Work task:
Once the line containing "[tag] one dot per instance, sample [113,172]." is found in the entries below, reproduce it and every line after it, stopping at and including the line containing "[tag] one dot per instance, sample [244,483]."; reproduce nothing else, and keep each line exact.

Extracted entries:
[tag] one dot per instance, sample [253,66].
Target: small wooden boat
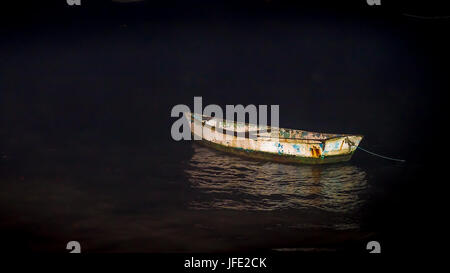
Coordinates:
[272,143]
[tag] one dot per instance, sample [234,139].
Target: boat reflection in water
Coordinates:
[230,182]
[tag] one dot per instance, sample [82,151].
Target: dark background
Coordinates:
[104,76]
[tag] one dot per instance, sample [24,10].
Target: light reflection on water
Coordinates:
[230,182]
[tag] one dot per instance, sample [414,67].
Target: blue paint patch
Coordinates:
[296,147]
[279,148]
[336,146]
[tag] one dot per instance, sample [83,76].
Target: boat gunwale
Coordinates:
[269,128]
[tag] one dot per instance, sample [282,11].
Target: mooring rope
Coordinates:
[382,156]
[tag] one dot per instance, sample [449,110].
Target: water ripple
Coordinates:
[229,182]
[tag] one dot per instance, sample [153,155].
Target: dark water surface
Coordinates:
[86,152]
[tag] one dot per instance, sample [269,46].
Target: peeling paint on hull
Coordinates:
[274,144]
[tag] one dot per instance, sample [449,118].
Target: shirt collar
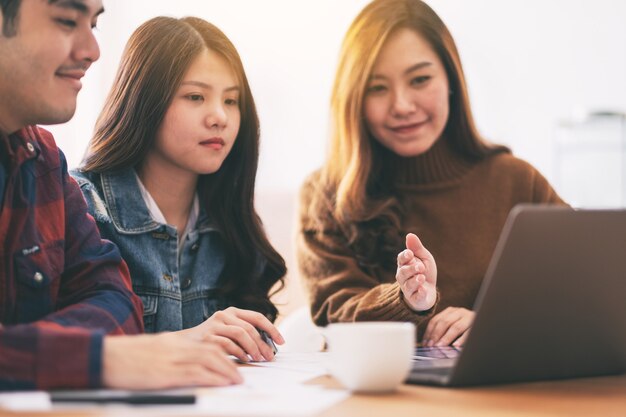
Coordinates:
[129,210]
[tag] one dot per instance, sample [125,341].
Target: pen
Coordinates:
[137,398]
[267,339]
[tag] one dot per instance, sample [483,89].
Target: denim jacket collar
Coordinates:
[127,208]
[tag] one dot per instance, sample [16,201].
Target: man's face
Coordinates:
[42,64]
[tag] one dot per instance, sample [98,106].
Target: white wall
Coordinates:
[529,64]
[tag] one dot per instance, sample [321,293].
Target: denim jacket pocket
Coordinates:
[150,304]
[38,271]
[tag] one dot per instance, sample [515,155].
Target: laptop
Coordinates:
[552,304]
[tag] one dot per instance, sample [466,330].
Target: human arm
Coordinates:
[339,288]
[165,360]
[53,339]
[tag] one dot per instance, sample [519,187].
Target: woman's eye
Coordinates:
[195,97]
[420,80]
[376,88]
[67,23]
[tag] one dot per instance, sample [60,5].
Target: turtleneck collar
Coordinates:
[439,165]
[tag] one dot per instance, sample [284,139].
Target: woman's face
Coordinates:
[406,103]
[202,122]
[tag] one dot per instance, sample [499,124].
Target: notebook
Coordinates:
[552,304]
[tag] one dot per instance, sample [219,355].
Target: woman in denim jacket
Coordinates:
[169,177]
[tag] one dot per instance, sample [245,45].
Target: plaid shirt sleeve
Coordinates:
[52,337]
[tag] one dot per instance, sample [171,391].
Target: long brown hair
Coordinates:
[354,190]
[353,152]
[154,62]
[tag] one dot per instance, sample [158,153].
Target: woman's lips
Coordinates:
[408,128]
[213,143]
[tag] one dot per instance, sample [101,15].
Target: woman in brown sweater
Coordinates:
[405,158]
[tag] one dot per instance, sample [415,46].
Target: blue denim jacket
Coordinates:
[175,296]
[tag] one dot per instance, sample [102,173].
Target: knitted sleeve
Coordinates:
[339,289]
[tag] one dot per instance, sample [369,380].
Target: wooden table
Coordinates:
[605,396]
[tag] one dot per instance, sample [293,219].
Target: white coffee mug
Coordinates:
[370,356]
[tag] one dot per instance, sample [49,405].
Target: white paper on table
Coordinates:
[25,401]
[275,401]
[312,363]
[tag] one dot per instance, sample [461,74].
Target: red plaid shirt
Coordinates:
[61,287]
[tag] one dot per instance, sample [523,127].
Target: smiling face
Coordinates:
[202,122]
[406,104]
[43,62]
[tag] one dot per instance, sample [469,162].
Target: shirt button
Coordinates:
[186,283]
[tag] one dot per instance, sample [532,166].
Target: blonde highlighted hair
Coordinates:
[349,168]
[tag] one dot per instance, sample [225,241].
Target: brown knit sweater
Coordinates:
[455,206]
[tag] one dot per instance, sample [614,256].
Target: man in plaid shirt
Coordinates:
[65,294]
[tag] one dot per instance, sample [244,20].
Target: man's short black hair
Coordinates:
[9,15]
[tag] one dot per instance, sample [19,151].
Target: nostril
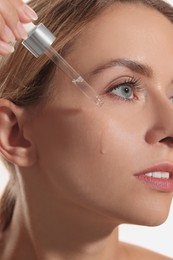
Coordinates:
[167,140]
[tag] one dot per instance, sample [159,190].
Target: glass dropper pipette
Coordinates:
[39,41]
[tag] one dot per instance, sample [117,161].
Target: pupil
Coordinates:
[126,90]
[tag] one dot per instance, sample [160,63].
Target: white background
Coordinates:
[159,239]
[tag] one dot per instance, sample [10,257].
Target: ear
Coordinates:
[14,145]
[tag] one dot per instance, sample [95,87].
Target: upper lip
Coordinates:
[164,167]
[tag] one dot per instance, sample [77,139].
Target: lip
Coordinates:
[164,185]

...

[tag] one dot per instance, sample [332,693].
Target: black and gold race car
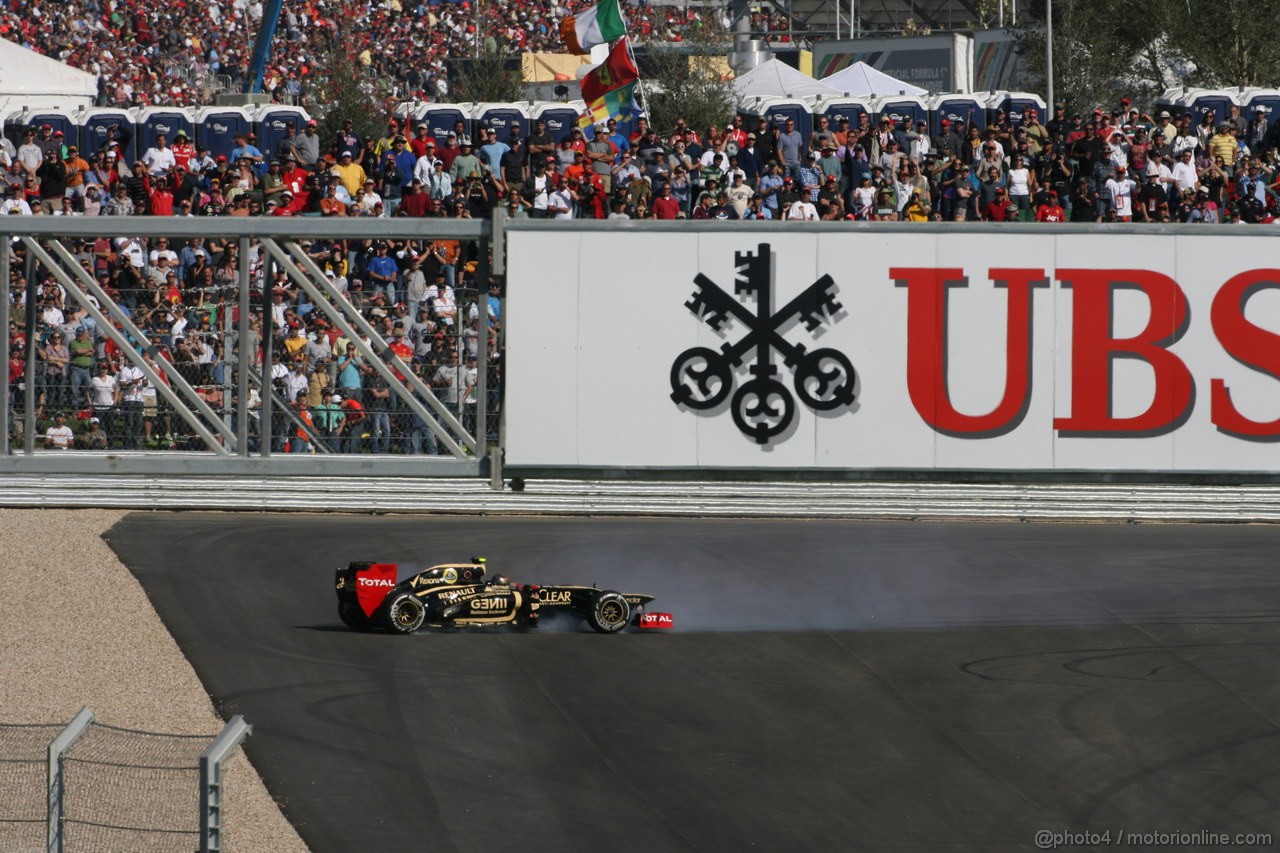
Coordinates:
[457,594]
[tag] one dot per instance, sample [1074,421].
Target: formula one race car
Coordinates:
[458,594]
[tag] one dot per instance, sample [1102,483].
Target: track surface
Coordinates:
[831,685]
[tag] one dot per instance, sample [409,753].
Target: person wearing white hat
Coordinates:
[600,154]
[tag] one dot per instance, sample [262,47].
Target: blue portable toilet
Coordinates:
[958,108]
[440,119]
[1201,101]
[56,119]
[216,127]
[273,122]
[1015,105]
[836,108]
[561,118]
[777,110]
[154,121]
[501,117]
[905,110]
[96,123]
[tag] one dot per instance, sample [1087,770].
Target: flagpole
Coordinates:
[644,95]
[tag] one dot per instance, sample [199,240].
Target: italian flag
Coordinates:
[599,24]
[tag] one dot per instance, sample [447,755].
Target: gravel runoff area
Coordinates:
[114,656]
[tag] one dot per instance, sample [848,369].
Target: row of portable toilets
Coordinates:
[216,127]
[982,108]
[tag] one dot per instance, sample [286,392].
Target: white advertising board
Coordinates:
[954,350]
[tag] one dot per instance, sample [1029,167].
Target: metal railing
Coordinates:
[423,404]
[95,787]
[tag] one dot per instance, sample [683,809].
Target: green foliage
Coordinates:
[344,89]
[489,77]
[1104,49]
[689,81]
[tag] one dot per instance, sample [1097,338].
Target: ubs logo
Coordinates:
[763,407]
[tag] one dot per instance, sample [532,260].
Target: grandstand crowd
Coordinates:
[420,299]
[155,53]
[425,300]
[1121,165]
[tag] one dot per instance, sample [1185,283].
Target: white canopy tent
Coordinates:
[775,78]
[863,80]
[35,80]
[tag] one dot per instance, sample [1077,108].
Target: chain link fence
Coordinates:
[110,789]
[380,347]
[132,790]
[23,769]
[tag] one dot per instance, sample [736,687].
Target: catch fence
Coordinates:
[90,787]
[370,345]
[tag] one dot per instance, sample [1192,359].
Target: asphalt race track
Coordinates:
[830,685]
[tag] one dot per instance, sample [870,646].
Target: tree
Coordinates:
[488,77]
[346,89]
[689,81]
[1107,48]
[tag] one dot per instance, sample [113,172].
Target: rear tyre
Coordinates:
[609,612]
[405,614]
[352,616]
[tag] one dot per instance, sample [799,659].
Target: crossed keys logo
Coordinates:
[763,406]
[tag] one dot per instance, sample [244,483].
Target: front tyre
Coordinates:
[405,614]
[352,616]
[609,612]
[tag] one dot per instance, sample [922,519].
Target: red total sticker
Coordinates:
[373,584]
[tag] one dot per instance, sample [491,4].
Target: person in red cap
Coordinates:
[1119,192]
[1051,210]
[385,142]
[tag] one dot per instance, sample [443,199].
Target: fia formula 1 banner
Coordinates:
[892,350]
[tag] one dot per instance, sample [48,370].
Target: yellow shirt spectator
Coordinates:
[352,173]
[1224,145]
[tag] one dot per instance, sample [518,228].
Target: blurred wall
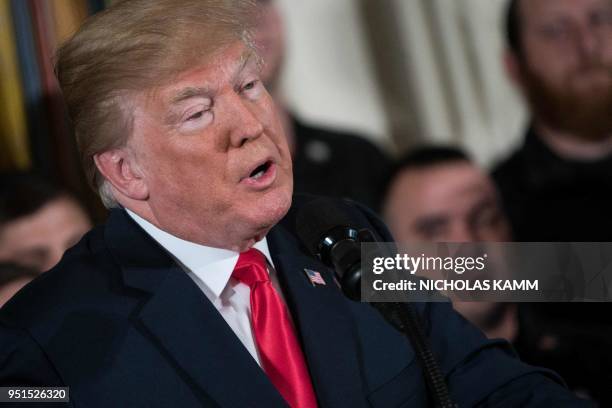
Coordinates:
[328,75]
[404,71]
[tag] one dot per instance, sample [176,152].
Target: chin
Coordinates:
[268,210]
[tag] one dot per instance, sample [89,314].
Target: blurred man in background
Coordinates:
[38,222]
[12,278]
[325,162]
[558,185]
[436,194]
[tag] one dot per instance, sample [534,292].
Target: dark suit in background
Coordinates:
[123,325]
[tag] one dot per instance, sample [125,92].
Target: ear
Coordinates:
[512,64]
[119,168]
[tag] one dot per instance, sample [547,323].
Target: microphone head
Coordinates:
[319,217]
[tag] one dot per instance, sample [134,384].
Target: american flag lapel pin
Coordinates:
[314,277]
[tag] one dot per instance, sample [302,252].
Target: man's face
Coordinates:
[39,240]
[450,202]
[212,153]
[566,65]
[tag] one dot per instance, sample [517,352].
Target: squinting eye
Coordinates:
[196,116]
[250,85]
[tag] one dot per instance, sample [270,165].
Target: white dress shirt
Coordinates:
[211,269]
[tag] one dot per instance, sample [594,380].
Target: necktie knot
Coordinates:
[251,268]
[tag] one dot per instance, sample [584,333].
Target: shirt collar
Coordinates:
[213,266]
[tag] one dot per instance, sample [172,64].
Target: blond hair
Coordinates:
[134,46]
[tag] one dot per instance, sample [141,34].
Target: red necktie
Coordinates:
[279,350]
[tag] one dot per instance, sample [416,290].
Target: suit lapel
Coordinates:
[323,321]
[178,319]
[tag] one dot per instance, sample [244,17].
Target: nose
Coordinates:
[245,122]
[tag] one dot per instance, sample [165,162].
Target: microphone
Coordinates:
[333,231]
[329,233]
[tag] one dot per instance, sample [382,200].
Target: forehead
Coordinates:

Written solution:
[tag] one dot per instance, sample [113,172].
Target: rear tyre
Coordinates:
[609,612]
[405,614]
[352,616]
[tag] one dot per instance, sample [799,659].
Target: crossed keys logo
Coordinates:
[763,406]
[tag] one dot per instance, sample [244,483].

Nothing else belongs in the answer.